───── Отрывок текста ─────

Вторая часть книжки М. Куклина посвящена рассказу о дуэлях в России вообще и об отношению к ним различных слоев общества. Эпиграфом к этой главке автор поставил слова А. С. Пушкина из "Капитанской дочки":

"Ах, мои батюшки! на что это похоже? Как? Что? В нашей крепости заводить самоубийство... Петр Андреевич! этого я от тебя не ожидала: как тебе не совестно? Добро Алексей Иванович: он за душегубство и из гвардии выписан; а ты-то что? туда же лезешь".

"Капитанской дочки" — Василисы Егоровны, автор подчеркивает "истинно русский взгляд на дуэль: дуэль есть душегубство, несовместимое с верою в Бога". И далее М. Куклин так характеризует лиц, вызывающих на поединок: "... одни совершенно хладнокровно вызывают своего противника на дуэль — это люди бессердечные, это или отчаянные головорезы или сухие гордецы, в том и другом случае узкие эгоисты; другой род людей характеризуется способностью приходить в сильное возбуждение, распаляться гневом; ярость ослепляет таких людей, и оно уподобляется невменяемым".

Чем же объяснить тогда, что вызываемые на дуэль принимают вызов?

Довольно определенно автор считает, что "одни идут на дуэль с некоторым сердечным сокрушением, ибо понимают нелепость дуэли (как, например, и Лермонтов, по словам людей его хорошо знавших, был отъявленным врагом дуэли), но не имеют духа отказаться от вызова".

"На дуэли никогда не бывает одинаковой опасности для обоих противников, — замечает М. Куклин. Ибо всегда окажется разница в воспитании, в умении стрелять, в умении владеть собою. Но самое главное, это то, что между противниками бывает такая разница: один человек благородной души и честного сердца, доступный к состраданию и раскаянию, другой — душегуб".

Отсюда автор делает весьма определенный вывод: "Поскольку дуэль является плодом неразумия и злобы, делом жестоким и несправедливым, то она не может быть честной, что особенно хорошо видно из описания дуэли Лермонтова".

───── Исходные записи ─────

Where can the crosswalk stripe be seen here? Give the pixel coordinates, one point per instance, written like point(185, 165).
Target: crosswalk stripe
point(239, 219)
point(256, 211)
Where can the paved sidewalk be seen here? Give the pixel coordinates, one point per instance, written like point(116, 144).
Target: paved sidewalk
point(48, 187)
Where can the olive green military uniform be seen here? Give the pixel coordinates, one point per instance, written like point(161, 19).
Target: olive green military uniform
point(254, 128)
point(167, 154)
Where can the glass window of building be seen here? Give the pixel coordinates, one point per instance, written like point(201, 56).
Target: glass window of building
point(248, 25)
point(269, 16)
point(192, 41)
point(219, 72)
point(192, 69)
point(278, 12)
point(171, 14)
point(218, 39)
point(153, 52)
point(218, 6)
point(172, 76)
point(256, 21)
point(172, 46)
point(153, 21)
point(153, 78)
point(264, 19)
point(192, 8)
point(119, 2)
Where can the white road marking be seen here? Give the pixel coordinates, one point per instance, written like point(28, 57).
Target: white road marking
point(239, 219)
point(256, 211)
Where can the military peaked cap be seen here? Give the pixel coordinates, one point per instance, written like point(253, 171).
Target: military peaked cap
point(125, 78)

─────

Задания –
**1)** Чьи слова стоят эпиграфом к главке в отрывке о дуэлях?
**2)** Соберите все строки записей, в которых встречается слово "window".
Текст и записи — отдельные материалы, не связанные друг с другом.

Ответы –
**1)** Слова А. С. Пушкина из «Капитанской дочки».

**2)**
Where can the glass window of building be seen here? Give the pixel coordinates, one point per instance, written like point(201, 56).
Target: glass window of building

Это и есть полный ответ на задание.